▸ READING TEXT:
State Approves First Adult Use Retail Marijuana License
BOSTON — A medical marijuana dispensary that has operated in the Central Massachusetts town of Leicester since late last year on Monday became the first business licensed to sell non-medical marijuana in Massachusetts.
The license approved Monday is conditional upon additional background checks and facility inspections, and the company has said it will be ready to open as soon as regulators issue a final license.
The Cannabis Control Commission voted unanimously to license Cultivate Holdings, Inc. to operate as a retail marijuana shop.
Cultivate already grows, processes and sells marijuana to medical program patients at its 23,000-square-foot facility in a former tool and die shop on Main Street in Leicester.
The company has also applied to grow non-medical marijuana and manufacture non-medical marijuana products. Those applications are among about 60 that remain pending before the CCC.
Lawmakers and the CCC had adopted July 1 as the target date for the start of retail marijuana sales, though the state's new marijuana law did not establish a firm launch date.

▸ ABOUT THIS TASK: According to the article on the first retail marijuana license, why could Cultivate Holdings not begin non-medical sales as soon as the Monday vote was taken? Answer in one to three sentences.

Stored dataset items
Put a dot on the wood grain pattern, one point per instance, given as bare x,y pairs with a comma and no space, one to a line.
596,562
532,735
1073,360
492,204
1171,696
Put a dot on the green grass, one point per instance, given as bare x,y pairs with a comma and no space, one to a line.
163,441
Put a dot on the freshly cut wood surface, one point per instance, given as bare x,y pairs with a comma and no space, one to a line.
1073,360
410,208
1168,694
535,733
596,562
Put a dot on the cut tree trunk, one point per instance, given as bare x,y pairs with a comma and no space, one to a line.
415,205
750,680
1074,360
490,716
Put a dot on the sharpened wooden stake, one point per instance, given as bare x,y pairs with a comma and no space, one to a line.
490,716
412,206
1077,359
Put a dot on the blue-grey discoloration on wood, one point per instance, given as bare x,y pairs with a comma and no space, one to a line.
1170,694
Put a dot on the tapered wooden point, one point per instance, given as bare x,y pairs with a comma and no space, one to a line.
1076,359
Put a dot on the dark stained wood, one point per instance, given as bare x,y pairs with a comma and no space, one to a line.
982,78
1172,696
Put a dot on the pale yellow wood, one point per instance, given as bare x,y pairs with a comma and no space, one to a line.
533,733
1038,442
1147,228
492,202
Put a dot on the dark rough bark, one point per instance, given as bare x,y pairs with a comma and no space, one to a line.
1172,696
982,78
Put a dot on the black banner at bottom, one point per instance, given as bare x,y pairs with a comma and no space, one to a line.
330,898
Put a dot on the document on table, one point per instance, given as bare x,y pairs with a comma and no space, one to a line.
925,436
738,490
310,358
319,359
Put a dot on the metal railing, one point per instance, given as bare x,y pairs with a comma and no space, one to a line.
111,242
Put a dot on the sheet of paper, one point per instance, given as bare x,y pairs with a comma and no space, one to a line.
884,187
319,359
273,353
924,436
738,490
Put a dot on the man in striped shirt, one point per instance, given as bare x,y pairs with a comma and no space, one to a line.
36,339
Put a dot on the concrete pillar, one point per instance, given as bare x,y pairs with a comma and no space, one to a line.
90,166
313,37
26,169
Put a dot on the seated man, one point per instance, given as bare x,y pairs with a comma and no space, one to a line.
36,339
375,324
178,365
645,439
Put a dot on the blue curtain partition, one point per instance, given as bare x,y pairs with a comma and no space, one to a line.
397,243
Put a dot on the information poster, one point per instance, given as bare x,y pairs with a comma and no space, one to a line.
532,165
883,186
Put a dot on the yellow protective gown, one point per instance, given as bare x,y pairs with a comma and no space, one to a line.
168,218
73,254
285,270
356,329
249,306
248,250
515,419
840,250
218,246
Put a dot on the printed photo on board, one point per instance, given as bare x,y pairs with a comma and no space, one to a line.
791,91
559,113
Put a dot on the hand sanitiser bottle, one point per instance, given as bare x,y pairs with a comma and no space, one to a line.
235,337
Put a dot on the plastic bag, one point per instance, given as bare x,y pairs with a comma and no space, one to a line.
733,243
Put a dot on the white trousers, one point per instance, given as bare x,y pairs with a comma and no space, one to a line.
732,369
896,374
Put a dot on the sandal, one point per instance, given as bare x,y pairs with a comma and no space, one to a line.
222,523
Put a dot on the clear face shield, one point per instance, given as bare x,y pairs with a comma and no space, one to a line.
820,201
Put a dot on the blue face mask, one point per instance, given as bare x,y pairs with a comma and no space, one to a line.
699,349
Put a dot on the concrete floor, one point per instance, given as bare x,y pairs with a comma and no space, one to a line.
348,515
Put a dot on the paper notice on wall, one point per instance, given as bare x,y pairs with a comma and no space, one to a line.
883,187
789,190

▸ RESPONSE FOR THIS EXERCISE: The license approved Monday was only conditional and still depended on additional background checks and facility inspections. The company said it would be ready to open as soon as regulators issued a final license.